**Exercise goal**:
Begin your copy at the line with "Query: arrow pointing up" in the records below and end it at the line with "Query: wooden door", restating each line word for word; omit the pictures.

**Records shown**:

———

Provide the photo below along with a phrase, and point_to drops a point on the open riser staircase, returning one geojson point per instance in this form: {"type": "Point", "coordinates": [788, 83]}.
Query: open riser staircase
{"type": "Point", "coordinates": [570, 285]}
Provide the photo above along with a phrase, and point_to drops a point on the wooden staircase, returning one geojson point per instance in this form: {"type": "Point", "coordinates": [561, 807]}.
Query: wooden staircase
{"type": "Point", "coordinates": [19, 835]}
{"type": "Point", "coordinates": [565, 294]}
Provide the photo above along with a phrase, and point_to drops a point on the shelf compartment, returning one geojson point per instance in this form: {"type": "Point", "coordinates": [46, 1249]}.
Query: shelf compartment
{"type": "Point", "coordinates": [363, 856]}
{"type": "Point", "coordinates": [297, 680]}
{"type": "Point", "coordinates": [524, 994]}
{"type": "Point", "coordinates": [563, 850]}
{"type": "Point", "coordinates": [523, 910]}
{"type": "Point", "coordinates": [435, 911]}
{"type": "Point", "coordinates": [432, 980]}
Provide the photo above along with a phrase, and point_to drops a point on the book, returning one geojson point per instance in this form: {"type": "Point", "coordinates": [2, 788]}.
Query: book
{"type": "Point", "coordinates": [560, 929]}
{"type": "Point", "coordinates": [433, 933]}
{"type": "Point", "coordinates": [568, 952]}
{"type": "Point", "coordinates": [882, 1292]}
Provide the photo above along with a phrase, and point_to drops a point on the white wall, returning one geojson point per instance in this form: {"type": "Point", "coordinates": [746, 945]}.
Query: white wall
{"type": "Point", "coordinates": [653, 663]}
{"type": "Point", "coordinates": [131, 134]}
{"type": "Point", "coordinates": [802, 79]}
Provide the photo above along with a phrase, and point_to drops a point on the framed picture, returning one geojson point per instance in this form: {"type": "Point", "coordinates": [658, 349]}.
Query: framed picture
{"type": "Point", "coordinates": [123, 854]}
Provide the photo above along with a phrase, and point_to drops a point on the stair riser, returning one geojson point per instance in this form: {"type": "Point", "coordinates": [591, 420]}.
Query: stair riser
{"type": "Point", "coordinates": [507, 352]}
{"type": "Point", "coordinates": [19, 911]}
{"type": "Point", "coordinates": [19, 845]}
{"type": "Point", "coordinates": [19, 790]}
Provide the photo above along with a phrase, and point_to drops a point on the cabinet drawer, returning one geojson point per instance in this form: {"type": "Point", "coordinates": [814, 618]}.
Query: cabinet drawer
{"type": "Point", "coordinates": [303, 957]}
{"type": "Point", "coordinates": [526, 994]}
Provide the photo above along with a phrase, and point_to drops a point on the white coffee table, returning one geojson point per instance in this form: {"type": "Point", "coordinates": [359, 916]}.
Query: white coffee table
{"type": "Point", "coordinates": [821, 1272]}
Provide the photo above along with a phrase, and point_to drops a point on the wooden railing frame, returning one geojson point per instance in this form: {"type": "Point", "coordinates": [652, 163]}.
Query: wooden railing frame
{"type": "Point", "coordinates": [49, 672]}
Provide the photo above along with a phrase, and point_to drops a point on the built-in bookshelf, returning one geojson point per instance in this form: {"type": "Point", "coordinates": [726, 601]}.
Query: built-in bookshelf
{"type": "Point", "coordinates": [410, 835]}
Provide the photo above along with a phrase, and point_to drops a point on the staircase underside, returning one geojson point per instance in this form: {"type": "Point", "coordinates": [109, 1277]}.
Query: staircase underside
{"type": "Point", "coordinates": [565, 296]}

———

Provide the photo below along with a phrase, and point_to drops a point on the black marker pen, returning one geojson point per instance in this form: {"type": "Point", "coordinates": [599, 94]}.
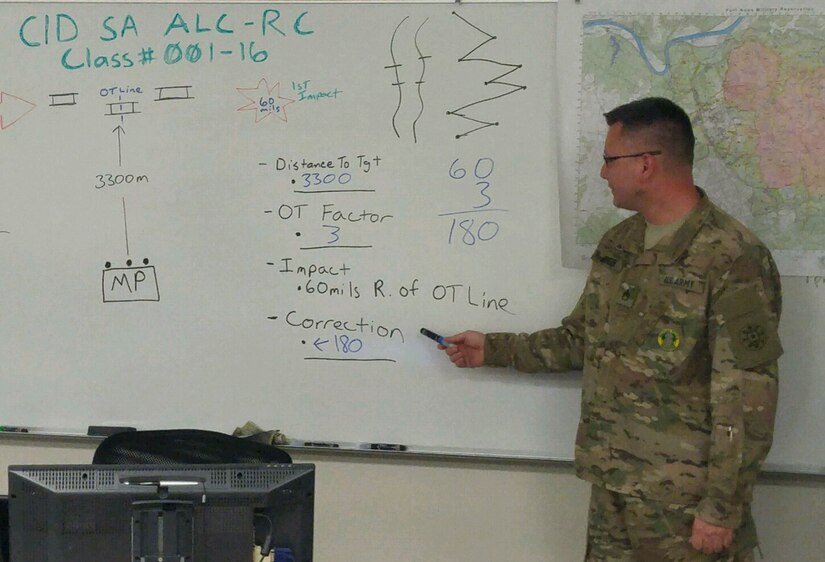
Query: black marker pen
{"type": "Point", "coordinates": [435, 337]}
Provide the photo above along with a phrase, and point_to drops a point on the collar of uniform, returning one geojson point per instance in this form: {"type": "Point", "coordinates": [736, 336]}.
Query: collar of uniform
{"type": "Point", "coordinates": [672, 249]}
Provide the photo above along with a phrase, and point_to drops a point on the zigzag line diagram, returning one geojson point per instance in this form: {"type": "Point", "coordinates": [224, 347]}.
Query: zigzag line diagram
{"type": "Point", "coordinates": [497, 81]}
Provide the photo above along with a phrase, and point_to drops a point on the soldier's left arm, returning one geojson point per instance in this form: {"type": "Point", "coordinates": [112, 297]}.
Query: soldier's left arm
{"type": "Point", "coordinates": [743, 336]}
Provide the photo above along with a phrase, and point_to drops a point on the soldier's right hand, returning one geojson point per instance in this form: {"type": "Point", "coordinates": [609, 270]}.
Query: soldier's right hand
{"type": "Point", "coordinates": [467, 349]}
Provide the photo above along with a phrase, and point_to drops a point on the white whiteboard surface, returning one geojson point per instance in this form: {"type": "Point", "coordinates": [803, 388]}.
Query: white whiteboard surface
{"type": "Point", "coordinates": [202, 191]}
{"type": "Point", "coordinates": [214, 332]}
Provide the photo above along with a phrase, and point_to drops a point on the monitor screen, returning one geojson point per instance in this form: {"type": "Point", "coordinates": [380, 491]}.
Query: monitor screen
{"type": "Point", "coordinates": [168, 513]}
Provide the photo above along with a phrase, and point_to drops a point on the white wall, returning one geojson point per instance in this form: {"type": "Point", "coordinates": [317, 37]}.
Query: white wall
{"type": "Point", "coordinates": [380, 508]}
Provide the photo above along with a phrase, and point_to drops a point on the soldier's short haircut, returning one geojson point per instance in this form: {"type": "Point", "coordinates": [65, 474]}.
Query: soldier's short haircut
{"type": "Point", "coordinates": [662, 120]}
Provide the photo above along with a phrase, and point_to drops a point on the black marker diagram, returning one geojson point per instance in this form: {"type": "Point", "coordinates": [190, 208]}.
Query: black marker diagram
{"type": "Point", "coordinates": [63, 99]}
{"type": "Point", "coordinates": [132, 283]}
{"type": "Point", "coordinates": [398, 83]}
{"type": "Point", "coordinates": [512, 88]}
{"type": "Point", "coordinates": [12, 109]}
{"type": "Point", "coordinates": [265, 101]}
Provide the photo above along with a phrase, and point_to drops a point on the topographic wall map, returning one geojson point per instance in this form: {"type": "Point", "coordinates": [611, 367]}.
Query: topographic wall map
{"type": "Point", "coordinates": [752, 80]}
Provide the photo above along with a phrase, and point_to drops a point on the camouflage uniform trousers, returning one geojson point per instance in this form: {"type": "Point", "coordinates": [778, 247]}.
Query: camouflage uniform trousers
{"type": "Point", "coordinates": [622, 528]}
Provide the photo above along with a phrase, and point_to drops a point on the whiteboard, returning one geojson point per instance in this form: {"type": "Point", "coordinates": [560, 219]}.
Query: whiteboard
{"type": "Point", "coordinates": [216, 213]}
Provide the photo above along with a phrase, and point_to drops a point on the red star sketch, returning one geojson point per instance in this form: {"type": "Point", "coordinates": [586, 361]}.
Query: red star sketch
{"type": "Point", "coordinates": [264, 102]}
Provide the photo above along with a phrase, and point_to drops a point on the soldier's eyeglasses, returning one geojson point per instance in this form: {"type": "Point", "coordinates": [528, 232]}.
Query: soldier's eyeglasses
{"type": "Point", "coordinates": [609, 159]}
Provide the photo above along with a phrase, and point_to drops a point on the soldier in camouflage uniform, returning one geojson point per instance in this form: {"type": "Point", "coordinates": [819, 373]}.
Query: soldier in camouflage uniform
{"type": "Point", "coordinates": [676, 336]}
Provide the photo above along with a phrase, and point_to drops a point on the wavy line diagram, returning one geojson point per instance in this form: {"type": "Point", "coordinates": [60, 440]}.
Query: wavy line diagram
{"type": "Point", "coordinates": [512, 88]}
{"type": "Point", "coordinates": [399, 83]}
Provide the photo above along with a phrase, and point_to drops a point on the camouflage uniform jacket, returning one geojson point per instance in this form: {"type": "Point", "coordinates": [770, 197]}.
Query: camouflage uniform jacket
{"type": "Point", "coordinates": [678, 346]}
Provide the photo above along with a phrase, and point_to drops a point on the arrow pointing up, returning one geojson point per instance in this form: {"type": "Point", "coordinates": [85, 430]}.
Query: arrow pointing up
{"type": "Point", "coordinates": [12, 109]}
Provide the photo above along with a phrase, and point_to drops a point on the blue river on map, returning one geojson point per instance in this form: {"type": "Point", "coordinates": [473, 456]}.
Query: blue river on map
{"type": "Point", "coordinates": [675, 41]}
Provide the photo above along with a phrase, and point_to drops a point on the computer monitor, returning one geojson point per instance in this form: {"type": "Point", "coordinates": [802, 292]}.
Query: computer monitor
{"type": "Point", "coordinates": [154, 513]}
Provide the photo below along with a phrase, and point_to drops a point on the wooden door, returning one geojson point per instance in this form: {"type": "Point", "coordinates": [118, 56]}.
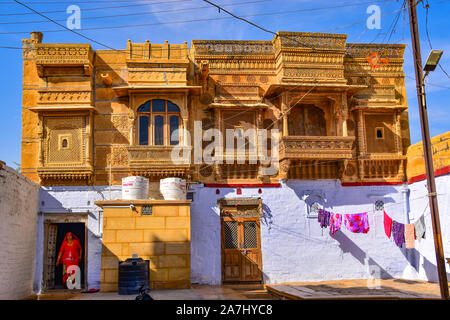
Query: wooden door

———

**Output below**:
Query: arrow pointing up
{"type": "Point", "coordinates": [12, 109]}
Provide the photo above along with a phrase, and point_to drops a point on the blue river on map, returning one geojson point per instance in this form: {"type": "Point", "coordinates": [473, 456]}.
Query: blue river on map
{"type": "Point", "coordinates": [675, 41]}
Provide the photo above along with a phrase, and point_to drops a point on the computer monitor, returning one geojson point per instance in this form: {"type": "Point", "coordinates": [802, 292]}.
Query: computer monitor
{"type": "Point", "coordinates": [154, 513]}
Provide the photo below along with a phrase, and point_to drops a point on the wooden door, returning one geojson point per instance in this form: {"type": "Point", "coordinates": [118, 56]}.
Query: wooden door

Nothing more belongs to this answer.